* _Work to be completed_
Extend the notes below on scraping #NBA tweets with the Twitter search API, picking up right after their final line.

* _Source text_
____________

To run this notebook, you will need to use your own Twitter API authentication keys in the necessary cells.

# **Exploring Topic Clusters in the #NBA Twittersphere**

# **Tweet Scraping**

Twitter standard search API - `twitter.api.Api.GetSearch()` [(Documentation)](https://developer.twitter.com/en/docs/tweets/search/api-reference/get-search-tweets)

- Probably best for analyzing trends, opinions, or popular subtopics of a certain search term
- **"Please note that Twitter's search service and, by extension, the Search API is not meant to be an exhaustive source of Tweets. Not all Tweets will be indexed or made available via the search interface."**
    - We should thus try to collect as many tweets as reasonably possible!
- The maximum number of tweets retrievable from a single API request is 100, but this must be specified through the `.GetSearch()` parameter `count` (the default is 15)
- Rate-limited to 180 *requests* per 15 minutes
- The above two limits imply a max retrieval rate of **20 tweets every second**!
    - This is a *maximum* rate!  We might not want to request tweets at high rates to be on the conservative side of API usage
    - Another downside to frequently retrieving tweets is that **we may not get 100 *different* tweets in a 5 second timeframe**!  Based on some of my own API request tests and checking for duplicate rows, it actually might be beneficial to just request 100 tweets every maybe 10-15 minutes to ensure that you get a unique set of tweets every request.  However, even if our data has duplicate rows, it's not a hassle to store them or delete them
- Limited to tweets from **7 days prior to time of query**
    - Try to do frequent queries to capture a certain time interval as best as possible
    - Ultimately we are "time-limited" or "time-sensitive" - potential cluster topics are based on certain events in the NBA (good games, injuries, etc)
- Think carefully about the search term - if you try to search something like "jazz" (e.g. the NBA team Utah Jazz), you will inevitably get some music-related content. Similarly, it's possible that "NBA" returns non-basketball related content - the acronym could stand for many things other than "National Basketball Association".  Might be safer to search for hashtags ("#raptors", "#nba") instead of just text
    - With that said, we could search the [team-specific hashtags](https://news.sportslogos.net/2019/10/25/nba-twitter-team-emoji-hashtags-2019-2020/) (e.g. #WeTheNorth) to analyze opinions about teams or their players, but tweet frequency/volume for any of these is likely low
- Treat RTs as single tweets?

____________

* _Data records_
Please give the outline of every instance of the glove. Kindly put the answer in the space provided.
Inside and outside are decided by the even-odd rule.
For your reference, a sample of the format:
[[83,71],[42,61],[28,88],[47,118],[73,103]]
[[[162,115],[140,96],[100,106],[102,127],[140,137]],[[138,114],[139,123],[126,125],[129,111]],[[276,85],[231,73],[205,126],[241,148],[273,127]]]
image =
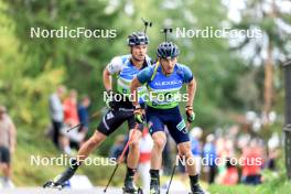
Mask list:
[[115,97],[115,93],[110,89],[107,93],[107,96],[106,96],[106,107],[110,110],[114,110],[116,108],[115,106],[115,101],[114,101],[114,97]]
[[141,107],[136,107],[134,111],[134,120],[138,123],[142,123],[144,121],[143,112]]
[[187,116],[187,121],[191,123],[195,120],[195,112],[193,111],[193,107],[186,106],[186,116]]

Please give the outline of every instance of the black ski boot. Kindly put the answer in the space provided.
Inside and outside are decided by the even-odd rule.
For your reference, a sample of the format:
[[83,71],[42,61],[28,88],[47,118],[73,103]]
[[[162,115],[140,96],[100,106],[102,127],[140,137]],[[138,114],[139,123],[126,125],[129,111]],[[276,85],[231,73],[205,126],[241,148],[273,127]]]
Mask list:
[[134,169],[127,169],[127,175],[125,180],[125,186],[122,187],[123,194],[138,194],[139,190],[136,187],[133,183],[136,170]]
[[66,182],[75,174],[76,170],[78,169],[79,164],[74,159],[71,161],[69,168],[62,174],[57,175],[53,180],[47,181],[43,187],[56,187],[62,190]]
[[205,192],[202,190],[198,183],[198,174],[194,176],[190,176],[190,183],[191,183],[191,193],[190,194],[205,194]]
[[159,170],[150,170],[151,174],[151,185],[150,185],[150,194],[160,194],[160,174]]

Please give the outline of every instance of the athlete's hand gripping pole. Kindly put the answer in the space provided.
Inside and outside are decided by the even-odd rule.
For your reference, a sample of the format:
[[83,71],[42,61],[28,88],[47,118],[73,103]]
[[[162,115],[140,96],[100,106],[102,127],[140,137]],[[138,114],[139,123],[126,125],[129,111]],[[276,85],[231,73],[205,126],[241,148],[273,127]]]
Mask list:
[[106,187],[104,188],[104,193],[107,192],[107,188],[108,188],[109,184],[111,183],[111,181],[112,181],[112,179],[114,179],[114,176],[115,176],[115,173],[116,173],[116,171],[117,171],[119,164],[123,162],[125,154],[126,154],[126,152],[127,152],[127,150],[128,150],[129,144],[136,139],[136,131],[138,130],[138,127],[139,127],[139,125],[137,123],[136,127],[134,127],[134,129],[133,129],[132,134],[129,137],[129,140],[128,140],[126,147],[125,147],[123,150],[122,150],[122,153],[119,155],[119,158],[118,158],[118,160],[117,160],[117,164],[116,164],[116,166],[115,166],[115,170],[114,170],[114,172],[112,172],[112,174],[111,174],[111,176],[110,176],[110,179],[109,179],[109,181],[108,181]]

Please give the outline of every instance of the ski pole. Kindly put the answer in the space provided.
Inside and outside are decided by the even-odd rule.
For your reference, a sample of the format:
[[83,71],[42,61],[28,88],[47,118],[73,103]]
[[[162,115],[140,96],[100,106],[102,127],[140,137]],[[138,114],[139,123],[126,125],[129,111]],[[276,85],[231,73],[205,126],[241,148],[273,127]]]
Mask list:
[[123,161],[123,158],[125,158],[125,154],[126,154],[126,152],[127,152],[127,149],[128,149],[129,144],[134,140],[134,134],[136,134],[136,131],[138,130],[138,126],[139,126],[139,125],[137,123],[136,127],[134,127],[134,129],[133,129],[132,134],[130,136],[130,138],[129,138],[129,140],[128,140],[126,147],[125,147],[123,150],[122,150],[122,153],[119,155],[119,158],[118,158],[118,160],[117,160],[117,164],[116,164],[116,166],[115,166],[115,170],[114,170],[114,172],[112,172],[112,174],[111,174],[111,176],[110,176],[110,179],[109,179],[109,181],[108,181],[106,187],[104,188],[104,193],[107,192],[107,188],[108,188],[109,184],[111,183],[111,181],[112,181],[112,179],[114,179],[114,175],[115,175],[115,173],[116,173],[116,171],[117,171],[119,164]]
[[174,166],[173,166],[173,171],[172,171],[172,174],[171,174],[170,183],[169,183],[169,186],[168,186],[168,188],[166,188],[166,194],[169,194],[170,186],[171,186],[171,183],[172,183],[172,180],[173,180],[174,173],[175,173],[176,165],[177,165],[177,164],[175,163]]

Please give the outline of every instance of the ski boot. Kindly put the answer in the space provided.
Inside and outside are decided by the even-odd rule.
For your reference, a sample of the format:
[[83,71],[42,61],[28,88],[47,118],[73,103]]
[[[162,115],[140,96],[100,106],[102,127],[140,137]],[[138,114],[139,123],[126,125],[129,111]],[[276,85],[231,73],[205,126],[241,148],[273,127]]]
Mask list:
[[[75,162],[75,163],[73,163]],[[63,173],[57,175],[55,179],[47,181],[44,183],[43,187],[55,187],[62,190],[64,186],[67,185],[67,181],[75,174],[78,165],[76,161],[73,161],[69,168]]]
[[160,185],[159,184],[151,184],[150,194],[160,194]]

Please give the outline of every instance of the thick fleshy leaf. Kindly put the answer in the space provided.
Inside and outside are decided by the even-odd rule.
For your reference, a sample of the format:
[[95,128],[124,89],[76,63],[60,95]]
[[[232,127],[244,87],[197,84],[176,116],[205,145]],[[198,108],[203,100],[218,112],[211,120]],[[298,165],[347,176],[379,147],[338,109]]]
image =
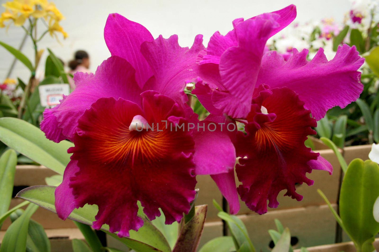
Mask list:
[[68,141],[59,144],[46,139],[43,132],[25,121],[11,117],[0,118],[0,140],[38,164],[62,174],[70,161]]
[[[295,192],[295,184],[313,184],[305,176],[312,172],[308,162],[319,155],[304,145],[307,136],[315,134],[311,127],[316,124],[304,103],[287,88],[269,91],[272,95],[252,106],[245,127],[247,135],[239,132],[235,144],[237,155],[242,158],[236,168],[242,182],[238,193],[248,207],[260,214],[267,211],[268,199],[269,207],[277,207],[276,198],[282,190],[287,190],[285,195],[302,199]],[[261,112],[261,105],[269,114]]]
[[277,17],[263,14],[239,23],[235,29],[238,46],[221,56],[219,68],[225,89],[214,91],[212,100],[215,107],[232,118],[244,118],[250,111],[263,51],[279,25]]
[[[363,90],[360,72],[364,62],[354,46],[340,46],[334,58],[328,61],[320,48],[310,62],[308,50],[294,49],[287,61],[276,52],[265,55],[257,84],[271,88],[287,87],[299,94],[316,120],[335,106],[344,108],[356,100]],[[343,90],[343,91],[341,91]]]
[[0,216],[8,210],[11,204],[17,164],[17,155],[13,150],[6,150],[0,157]]
[[19,252],[26,250],[29,221],[38,208],[36,205],[29,205],[21,216],[11,224],[3,238],[0,252]]
[[195,215],[182,227],[172,252],[196,251],[205,221],[207,210],[206,205],[195,207]]
[[141,53],[141,45],[154,40],[143,25],[117,13],[108,16],[104,29],[105,43],[112,56],[127,60],[135,70],[135,79],[142,88],[153,72]]
[[17,59],[20,60],[23,64],[25,65],[32,72],[35,71],[34,68],[33,67],[33,65],[31,64],[31,62],[29,60],[28,57],[20,51],[1,41],[0,41],[0,45],[2,46],[5,49],[7,50],[8,52],[13,54]]
[[99,237],[95,232],[88,225],[75,221],[76,226],[84,236],[86,241],[91,248],[92,252],[102,252],[102,245]]
[[94,75],[75,74],[75,90],[58,106],[45,110],[41,130],[54,142],[71,139],[79,117],[99,98],[122,97],[139,104],[141,90],[135,82],[134,73],[126,60],[114,56],[104,60]]
[[201,247],[199,252],[233,252],[236,251],[231,236],[221,236],[213,239]]
[[373,215],[379,196],[378,184],[379,167],[376,163],[356,159],[349,165],[341,188],[340,215],[345,231],[359,249],[368,240],[372,243],[379,232],[379,223]]
[[[69,183],[75,206],[97,205],[93,227],[108,224],[110,231],[120,231],[120,236],[143,224],[137,216],[137,200],[150,220],[160,215],[161,208],[170,224],[188,212],[195,194],[194,143],[189,132],[170,129],[172,124],[186,122],[184,111],[174,100],[156,92],[141,95],[143,111],[123,99],[98,100],[79,120],[75,146],[69,150],[79,167]],[[136,116],[147,122],[146,130],[131,130]]]
[[194,71],[197,67],[196,59],[199,52],[204,49],[201,35],[195,37],[190,48],[180,47],[176,35],[168,39],[160,35],[152,42],[143,43],[141,52],[154,74],[144,90],[157,91],[177,102],[185,102],[187,98],[183,90],[186,81],[193,80],[197,77]]
[[[17,193],[17,196],[48,210],[56,212],[54,206],[55,189],[55,187],[49,186],[35,186],[22,190]],[[95,216],[97,212],[97,208],[96,206],[86,205],[82,208],[74,209],[68,218],[90,225],[95,220]],[[112,235],[136,251],[170,251],[169,246],[161,233],[149,220],[145,218],[143,220],[144,226],[138,232],[130,231],[130,238],[121,238],[116,234]],[[103,225],[101,228],[103,230],[109,230],[109,227],[107,225]]]

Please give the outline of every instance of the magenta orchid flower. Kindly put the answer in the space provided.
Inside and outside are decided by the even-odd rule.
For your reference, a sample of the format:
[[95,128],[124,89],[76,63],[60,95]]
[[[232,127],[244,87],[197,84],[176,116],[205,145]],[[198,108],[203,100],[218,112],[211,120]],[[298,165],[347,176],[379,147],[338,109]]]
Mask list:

____________

* _Answer section_
    - Drop the "RT" or include as stopword
    - **For RTs, the tweet text is truncated, and the full RT'd tweet is included a bit deeper in the JSON object**

Ultimately, gathering a large amount of data is no problem at all!

---

In [1]:
# import necessary packages
import pandas as pd
import twitter # to interact with the Twitter API
from datetime import datetime # for creating datetime strings for naming file
from time import sleep # to add a timer in between scrapes
import glob # for file path names

Using the Python `twitter` package, let's initiate an instance of the `twitter.api.Api` object from which we can makes calls to the Twitter API.

**Please use your own consumer key, secret consumer key, access token key, and secret access token key to initialize the API instance!**

In [None]:
# initialize Twitter API instance - 
twitter_api = twitter.Api(
    consumer_key = '',
    consumer_secret = '',
    access_token_key = '',
    access_token_secret = '',
    tweet_mode = 'extended' # return full tweets instead of the truncated (140 character) version
) 

# verify credentials
twitter_api.VerifyCredentials()

## **Exploring the Twitter Standard Search API**

In [3]:
# make a .GetSearch() call to the Twitter API 
test_fetch = twitter_api.GetSearch(
    term = '#nba', # search term
    lang = 'en', # English only
    result_type = 'recent', # don't want only the popular tweets
    include_entities = True, # extra information we might need?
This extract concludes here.